» **AIM OF THE EXERCISE**
List every line of the items below that contains the word "wall".

» **DATA RECORDS**

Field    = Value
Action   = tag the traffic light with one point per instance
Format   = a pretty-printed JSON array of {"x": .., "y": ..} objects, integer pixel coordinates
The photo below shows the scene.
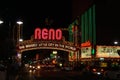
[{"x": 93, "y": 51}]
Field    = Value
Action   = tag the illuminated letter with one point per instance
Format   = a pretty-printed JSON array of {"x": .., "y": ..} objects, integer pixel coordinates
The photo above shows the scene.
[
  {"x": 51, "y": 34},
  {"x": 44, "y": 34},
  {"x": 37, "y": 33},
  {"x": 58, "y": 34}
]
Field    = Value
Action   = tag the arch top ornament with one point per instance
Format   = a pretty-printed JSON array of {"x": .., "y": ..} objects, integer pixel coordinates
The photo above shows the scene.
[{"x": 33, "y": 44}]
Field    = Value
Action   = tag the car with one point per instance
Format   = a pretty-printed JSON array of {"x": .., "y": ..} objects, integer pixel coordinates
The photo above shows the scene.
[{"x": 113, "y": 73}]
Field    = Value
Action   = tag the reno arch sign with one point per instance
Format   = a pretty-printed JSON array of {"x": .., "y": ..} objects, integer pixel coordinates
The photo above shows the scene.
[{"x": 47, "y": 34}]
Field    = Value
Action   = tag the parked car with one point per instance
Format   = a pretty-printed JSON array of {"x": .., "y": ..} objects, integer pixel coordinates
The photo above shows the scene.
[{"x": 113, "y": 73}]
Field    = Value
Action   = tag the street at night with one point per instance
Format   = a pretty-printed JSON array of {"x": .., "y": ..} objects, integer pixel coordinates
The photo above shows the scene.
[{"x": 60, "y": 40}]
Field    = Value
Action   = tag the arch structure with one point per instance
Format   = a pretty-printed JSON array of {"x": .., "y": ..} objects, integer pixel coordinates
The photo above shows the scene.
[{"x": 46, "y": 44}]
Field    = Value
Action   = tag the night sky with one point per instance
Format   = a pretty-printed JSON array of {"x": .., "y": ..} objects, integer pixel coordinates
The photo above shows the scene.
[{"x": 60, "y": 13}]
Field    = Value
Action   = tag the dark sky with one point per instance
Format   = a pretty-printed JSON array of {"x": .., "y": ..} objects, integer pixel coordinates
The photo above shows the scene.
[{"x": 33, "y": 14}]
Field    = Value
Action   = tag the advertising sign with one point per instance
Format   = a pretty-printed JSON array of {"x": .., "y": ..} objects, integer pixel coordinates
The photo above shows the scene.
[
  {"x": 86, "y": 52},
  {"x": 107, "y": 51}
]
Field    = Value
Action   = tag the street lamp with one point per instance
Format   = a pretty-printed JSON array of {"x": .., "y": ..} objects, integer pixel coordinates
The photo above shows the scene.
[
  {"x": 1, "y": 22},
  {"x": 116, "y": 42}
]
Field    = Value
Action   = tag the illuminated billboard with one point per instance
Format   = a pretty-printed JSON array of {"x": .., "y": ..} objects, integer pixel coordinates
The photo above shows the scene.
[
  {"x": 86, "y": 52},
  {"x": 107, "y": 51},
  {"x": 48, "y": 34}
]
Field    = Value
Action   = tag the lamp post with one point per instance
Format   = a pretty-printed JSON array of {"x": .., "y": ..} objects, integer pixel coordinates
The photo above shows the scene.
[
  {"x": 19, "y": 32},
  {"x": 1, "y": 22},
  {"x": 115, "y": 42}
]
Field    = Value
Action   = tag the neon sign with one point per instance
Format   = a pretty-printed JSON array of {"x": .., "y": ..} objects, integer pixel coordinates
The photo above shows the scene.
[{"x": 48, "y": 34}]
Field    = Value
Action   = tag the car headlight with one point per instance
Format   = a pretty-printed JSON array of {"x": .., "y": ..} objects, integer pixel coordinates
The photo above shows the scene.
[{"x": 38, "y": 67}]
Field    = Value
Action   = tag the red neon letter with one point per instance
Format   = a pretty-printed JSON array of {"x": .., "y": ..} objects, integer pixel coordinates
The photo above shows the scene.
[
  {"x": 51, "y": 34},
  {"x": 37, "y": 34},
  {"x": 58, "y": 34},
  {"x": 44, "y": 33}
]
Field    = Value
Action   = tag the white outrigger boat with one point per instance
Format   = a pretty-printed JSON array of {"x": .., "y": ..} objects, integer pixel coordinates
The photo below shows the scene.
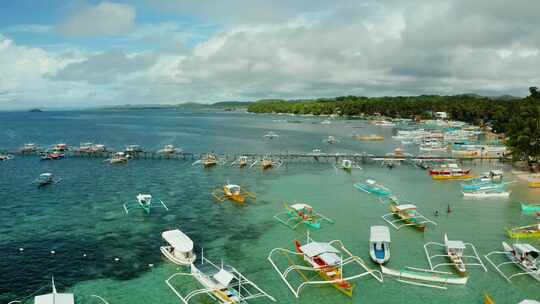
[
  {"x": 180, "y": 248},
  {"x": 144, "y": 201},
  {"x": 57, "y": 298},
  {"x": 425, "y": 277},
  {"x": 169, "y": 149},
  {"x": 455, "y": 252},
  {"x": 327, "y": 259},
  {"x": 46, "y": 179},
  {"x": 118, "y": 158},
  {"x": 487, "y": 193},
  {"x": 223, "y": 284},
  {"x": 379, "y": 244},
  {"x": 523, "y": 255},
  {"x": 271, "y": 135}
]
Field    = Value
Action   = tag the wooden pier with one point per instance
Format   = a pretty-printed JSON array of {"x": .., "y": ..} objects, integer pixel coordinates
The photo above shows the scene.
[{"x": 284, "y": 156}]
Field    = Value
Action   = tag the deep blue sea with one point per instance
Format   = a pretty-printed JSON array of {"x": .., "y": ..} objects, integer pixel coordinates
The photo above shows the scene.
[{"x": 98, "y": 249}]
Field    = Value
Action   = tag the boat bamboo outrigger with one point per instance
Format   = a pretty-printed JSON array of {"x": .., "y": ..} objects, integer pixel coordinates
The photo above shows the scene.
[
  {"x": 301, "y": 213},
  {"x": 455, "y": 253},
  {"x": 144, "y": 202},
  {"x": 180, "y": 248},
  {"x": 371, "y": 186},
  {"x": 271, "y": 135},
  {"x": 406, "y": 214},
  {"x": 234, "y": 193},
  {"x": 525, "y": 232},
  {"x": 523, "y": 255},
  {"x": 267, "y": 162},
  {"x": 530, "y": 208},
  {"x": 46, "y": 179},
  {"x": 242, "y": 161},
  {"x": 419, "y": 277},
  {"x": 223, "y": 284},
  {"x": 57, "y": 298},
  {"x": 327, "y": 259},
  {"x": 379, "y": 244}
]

--

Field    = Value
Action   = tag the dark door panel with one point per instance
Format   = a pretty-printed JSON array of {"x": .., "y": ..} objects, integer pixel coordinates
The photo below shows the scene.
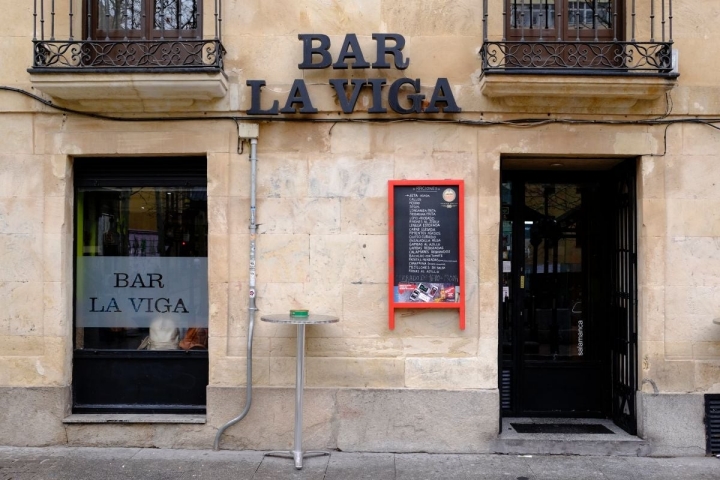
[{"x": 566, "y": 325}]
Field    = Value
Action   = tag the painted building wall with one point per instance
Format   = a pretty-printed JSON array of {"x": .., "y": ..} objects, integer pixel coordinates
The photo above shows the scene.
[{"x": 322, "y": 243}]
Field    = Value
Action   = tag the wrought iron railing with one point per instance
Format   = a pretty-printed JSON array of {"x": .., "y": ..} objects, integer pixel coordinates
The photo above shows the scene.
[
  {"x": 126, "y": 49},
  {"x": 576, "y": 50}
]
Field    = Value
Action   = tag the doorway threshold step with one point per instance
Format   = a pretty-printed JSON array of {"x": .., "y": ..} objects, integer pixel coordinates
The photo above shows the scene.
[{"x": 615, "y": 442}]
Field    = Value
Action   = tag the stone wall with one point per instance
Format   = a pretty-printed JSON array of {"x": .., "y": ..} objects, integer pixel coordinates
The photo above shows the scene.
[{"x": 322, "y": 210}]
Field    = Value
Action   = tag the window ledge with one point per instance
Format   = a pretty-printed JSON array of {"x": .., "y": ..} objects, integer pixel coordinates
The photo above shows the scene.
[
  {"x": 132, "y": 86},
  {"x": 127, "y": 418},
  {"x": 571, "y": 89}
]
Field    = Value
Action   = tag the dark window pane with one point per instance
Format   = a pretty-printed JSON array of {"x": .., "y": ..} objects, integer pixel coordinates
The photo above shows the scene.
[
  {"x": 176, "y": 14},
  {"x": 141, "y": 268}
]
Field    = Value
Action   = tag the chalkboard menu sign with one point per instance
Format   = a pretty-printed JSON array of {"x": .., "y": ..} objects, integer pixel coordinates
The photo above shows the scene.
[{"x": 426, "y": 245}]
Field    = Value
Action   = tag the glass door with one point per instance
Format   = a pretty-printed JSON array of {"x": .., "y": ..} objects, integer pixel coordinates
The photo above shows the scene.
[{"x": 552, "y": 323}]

» **COMPLETE OUTPUT**
Action   = tag the painted building wall with one point per instance
Action   = tag the stone wall with one point per instance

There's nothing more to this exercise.